Lay out the records below, from the line with "does the concrete" to the line with "top-left (0, 0), bottom-right (800, 281)", as a Markdown table with the columns Index and Content. Give each line its own numbered row, include only that span, and skip any blank lines.

RECORDS FOR THE EXERCISE:

§ §

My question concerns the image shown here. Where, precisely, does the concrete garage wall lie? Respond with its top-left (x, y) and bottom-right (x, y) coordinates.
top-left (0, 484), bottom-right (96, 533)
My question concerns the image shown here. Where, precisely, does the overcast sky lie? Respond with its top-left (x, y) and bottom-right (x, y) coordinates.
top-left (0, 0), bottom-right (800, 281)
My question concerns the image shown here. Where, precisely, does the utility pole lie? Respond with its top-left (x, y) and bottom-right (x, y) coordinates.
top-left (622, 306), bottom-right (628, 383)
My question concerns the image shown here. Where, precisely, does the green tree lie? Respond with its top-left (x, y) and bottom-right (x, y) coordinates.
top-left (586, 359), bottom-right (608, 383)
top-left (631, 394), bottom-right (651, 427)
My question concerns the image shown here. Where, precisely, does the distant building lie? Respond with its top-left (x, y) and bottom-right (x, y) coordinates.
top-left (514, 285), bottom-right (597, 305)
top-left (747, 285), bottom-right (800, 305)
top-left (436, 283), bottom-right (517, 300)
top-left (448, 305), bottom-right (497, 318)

§ §

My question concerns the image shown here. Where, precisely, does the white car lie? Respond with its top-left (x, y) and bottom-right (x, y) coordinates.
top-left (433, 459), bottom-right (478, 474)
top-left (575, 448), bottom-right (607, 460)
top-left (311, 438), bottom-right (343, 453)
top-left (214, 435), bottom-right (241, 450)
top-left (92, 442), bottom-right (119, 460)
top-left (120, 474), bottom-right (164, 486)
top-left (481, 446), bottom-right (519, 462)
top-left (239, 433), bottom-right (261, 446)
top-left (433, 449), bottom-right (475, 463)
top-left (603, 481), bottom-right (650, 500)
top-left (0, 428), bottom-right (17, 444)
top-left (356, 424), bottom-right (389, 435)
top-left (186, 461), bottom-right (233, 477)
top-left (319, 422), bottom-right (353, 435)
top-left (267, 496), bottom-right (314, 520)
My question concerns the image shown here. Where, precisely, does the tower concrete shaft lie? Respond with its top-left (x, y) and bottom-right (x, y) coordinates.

§ §

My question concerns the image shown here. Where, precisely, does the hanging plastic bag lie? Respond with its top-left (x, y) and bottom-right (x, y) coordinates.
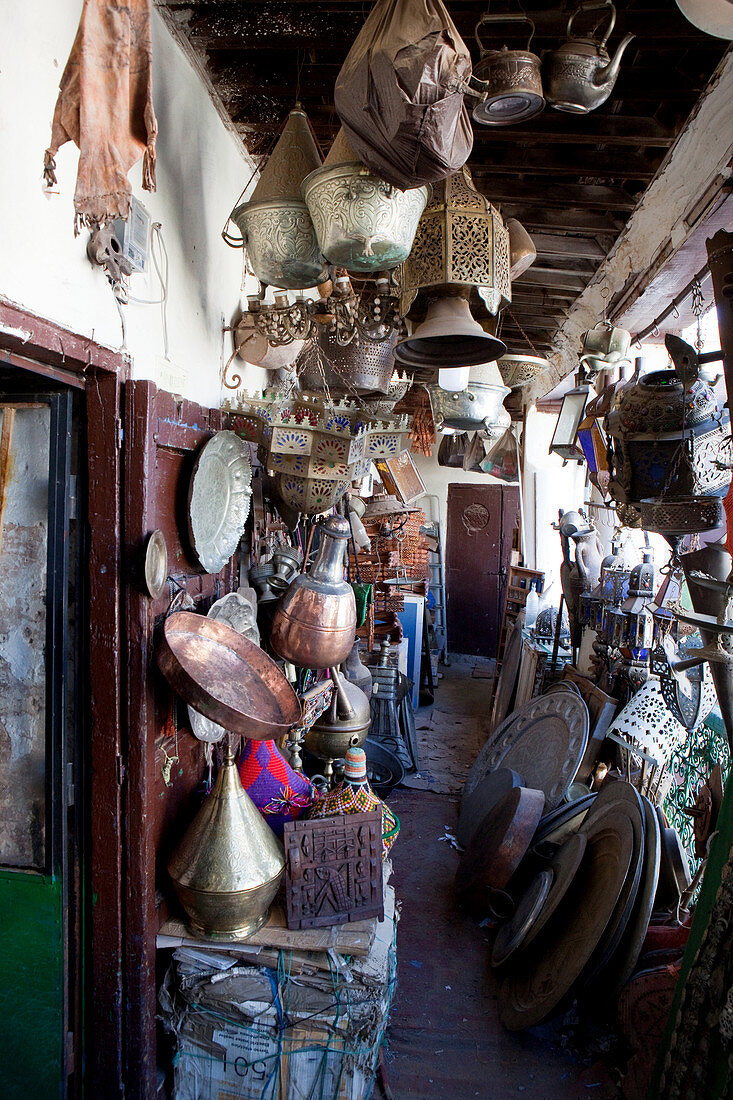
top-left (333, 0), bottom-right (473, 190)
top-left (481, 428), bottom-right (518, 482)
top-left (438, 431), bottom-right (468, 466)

§ §

ANSWER FOR THIS EXERCISE:
| Index | Content |
|---|---|
| 1 | My question concerns the image shown here. Where, precisely, does the concrete garage wall lie? Respond with its top-left (x, y) and bottom-right (x, y) coordinates. |
| 2 | top-left (0, 484), bottom-right (96, 533) |
| 3 | My question concerns the image shown here. Where, precisely, does the overcast sky lie? Respond with its top-left (x, y) and bottom-right (x, y) coordinates. |
| 4 | top-left (0, 0), bottom-right (800, 281) |